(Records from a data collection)

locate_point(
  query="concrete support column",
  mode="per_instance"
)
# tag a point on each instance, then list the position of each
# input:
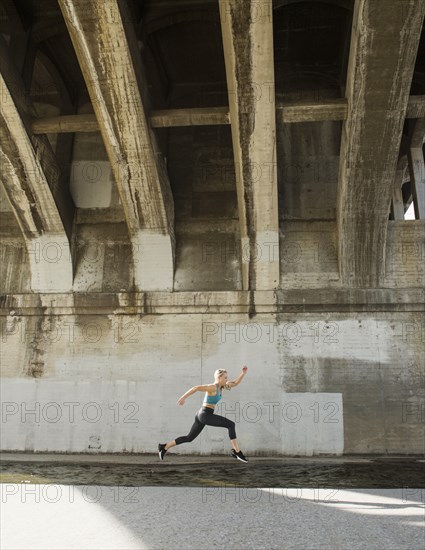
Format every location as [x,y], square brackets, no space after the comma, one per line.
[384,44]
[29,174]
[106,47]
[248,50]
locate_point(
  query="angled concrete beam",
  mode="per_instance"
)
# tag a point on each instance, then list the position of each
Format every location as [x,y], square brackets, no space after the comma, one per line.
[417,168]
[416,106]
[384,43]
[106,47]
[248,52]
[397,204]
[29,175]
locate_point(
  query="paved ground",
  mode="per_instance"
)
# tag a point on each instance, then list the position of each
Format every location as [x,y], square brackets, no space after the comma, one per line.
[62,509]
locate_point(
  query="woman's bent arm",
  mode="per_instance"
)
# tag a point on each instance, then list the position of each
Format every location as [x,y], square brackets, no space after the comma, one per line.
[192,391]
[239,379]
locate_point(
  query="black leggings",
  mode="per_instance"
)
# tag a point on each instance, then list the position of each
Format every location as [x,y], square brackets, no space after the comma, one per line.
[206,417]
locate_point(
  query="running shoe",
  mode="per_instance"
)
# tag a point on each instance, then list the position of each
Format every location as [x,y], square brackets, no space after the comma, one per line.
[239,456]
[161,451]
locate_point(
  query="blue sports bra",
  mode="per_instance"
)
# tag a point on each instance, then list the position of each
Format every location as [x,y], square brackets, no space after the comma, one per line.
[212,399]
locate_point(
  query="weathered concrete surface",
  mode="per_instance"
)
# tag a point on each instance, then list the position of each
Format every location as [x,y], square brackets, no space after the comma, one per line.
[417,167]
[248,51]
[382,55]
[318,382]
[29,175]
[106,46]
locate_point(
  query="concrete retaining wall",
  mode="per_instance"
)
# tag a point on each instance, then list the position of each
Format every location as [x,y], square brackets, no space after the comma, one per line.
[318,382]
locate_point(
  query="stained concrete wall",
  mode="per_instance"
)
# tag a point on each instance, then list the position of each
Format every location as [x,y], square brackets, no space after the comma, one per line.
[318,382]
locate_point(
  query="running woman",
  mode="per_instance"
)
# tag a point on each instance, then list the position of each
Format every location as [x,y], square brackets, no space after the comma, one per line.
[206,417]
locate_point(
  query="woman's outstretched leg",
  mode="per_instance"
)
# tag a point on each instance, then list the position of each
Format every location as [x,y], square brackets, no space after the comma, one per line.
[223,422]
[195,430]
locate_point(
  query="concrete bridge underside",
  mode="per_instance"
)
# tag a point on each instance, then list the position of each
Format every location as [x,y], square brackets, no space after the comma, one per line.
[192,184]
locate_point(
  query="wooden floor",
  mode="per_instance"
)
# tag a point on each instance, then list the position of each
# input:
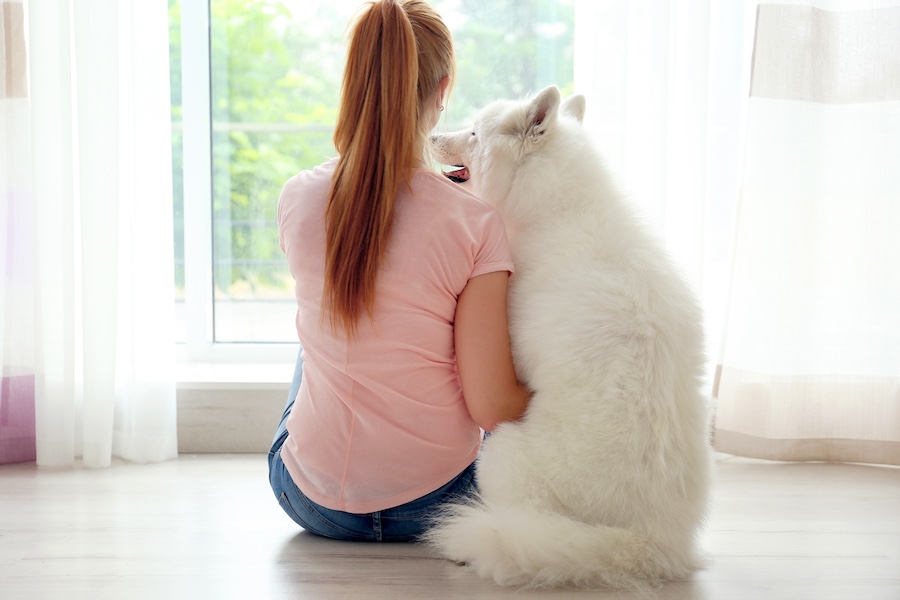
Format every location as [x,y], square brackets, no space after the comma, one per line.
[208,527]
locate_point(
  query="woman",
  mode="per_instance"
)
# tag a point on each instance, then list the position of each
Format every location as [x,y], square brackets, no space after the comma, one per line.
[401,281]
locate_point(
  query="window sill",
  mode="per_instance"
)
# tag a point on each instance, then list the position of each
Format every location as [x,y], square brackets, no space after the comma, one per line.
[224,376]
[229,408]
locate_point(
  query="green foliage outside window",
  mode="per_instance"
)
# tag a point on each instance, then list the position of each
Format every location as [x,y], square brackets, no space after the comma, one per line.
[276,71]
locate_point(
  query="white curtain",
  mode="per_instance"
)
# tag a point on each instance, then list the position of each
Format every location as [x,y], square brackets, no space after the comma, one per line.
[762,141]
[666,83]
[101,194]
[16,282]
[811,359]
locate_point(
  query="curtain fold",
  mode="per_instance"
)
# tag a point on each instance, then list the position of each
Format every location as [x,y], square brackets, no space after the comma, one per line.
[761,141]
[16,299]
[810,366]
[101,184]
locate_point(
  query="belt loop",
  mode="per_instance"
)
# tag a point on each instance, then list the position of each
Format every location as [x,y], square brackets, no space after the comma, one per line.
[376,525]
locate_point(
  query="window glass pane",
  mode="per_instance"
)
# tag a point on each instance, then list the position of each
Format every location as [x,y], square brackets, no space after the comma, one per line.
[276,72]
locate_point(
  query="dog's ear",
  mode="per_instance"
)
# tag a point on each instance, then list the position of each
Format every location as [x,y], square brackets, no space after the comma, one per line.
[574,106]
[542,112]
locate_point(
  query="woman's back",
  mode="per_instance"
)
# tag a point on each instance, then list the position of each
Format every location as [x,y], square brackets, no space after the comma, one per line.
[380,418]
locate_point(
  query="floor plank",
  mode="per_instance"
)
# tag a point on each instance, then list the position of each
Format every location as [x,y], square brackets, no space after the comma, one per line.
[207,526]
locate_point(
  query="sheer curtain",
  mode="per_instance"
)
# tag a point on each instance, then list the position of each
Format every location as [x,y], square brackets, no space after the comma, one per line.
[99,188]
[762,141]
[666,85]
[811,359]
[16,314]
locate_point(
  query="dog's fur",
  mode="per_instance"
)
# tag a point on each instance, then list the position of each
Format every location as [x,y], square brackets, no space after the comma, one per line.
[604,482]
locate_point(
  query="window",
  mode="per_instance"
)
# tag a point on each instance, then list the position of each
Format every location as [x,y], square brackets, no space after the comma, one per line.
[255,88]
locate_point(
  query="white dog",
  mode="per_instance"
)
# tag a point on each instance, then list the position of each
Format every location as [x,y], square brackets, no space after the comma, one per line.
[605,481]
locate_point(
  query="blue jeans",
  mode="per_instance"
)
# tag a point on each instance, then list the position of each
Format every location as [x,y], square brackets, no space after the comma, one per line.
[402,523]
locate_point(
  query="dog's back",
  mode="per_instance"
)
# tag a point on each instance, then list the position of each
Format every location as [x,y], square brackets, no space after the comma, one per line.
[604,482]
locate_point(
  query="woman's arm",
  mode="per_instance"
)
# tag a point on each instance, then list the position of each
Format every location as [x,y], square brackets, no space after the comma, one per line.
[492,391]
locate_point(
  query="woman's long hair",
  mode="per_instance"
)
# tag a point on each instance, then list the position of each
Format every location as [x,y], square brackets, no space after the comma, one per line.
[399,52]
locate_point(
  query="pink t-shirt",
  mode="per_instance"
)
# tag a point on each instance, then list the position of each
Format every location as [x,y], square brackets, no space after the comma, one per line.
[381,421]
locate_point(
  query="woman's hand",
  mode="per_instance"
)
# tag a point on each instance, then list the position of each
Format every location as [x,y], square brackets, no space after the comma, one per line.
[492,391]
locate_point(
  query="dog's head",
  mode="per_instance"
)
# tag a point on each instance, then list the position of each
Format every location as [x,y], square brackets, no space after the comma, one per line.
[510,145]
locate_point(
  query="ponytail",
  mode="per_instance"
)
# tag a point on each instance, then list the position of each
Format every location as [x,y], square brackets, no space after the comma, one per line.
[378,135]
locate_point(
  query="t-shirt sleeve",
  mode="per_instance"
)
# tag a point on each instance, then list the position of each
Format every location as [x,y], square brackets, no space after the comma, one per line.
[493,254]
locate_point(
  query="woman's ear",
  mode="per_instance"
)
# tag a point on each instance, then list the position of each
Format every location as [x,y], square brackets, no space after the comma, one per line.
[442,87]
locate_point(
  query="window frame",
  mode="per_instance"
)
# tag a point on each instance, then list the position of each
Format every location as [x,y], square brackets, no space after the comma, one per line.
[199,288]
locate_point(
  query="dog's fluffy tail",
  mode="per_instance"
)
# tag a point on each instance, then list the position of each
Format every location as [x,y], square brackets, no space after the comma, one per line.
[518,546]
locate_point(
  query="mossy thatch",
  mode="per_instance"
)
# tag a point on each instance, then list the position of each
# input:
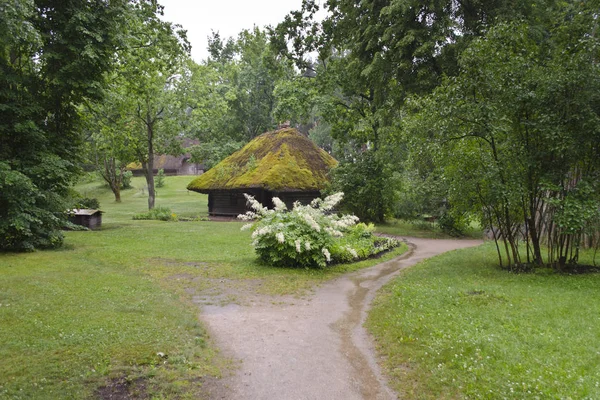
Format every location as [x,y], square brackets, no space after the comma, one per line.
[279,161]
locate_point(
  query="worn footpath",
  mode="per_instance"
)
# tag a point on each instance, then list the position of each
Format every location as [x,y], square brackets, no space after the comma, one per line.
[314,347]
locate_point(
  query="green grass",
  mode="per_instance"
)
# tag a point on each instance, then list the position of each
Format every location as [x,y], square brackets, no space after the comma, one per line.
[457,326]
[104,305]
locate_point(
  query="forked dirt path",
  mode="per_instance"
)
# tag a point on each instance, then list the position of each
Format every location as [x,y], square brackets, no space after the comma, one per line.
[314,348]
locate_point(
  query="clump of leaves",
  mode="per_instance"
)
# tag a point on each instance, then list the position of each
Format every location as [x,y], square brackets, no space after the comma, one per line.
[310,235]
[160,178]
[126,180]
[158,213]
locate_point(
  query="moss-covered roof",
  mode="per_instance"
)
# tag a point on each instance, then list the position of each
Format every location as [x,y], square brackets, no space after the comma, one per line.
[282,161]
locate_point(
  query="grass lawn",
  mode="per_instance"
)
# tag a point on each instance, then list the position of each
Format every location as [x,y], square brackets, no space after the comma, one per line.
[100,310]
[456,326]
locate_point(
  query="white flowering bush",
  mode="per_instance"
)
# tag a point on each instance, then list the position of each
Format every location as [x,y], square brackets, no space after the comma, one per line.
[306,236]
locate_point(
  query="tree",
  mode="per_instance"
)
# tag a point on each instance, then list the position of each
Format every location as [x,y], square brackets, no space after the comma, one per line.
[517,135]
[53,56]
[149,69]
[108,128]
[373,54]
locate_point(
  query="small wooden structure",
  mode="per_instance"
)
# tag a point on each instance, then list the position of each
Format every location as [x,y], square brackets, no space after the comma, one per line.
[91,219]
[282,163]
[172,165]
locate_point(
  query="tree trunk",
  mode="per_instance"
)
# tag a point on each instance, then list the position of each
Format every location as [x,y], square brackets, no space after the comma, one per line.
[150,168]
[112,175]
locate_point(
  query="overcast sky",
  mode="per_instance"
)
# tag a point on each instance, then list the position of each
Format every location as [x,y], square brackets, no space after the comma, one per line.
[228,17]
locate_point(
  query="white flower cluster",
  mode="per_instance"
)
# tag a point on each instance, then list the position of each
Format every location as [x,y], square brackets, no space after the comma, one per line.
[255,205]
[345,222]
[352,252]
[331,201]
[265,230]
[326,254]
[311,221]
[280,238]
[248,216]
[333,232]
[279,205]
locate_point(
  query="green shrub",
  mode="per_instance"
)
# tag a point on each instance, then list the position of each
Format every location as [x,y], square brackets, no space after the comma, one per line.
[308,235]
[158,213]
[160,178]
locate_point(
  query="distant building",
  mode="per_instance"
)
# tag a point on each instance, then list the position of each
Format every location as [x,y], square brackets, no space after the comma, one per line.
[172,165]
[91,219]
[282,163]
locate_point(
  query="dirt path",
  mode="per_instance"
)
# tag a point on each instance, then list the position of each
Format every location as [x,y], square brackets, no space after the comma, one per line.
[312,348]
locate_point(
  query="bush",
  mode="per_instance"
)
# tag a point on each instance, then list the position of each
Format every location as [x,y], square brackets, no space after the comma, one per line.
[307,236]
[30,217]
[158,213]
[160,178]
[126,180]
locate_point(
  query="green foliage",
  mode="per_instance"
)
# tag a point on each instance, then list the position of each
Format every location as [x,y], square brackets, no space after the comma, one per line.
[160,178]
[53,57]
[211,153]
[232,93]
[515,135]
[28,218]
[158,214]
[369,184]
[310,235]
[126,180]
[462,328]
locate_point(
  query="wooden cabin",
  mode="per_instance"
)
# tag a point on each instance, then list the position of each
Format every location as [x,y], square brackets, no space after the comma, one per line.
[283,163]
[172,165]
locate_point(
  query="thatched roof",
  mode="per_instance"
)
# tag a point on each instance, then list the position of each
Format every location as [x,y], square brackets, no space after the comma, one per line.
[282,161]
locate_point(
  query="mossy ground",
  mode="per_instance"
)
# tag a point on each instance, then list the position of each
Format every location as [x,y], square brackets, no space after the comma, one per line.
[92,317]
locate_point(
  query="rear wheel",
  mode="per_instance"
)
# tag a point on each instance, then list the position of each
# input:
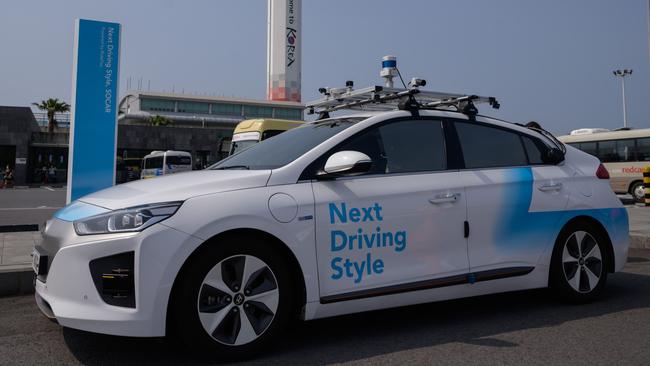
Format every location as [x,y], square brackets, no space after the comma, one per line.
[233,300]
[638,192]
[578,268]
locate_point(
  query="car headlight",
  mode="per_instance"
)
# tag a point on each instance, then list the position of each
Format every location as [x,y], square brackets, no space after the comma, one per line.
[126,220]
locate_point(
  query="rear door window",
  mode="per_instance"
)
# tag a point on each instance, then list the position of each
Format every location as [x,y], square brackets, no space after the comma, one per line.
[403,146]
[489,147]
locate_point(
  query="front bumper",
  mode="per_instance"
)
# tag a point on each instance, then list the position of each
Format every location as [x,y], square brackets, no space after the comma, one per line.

### Exercise directions
Once a line of the records is found to contain "shirt", copy it out.

### Result
  query="pink t-shirt",
  query="t-shirt sleeve",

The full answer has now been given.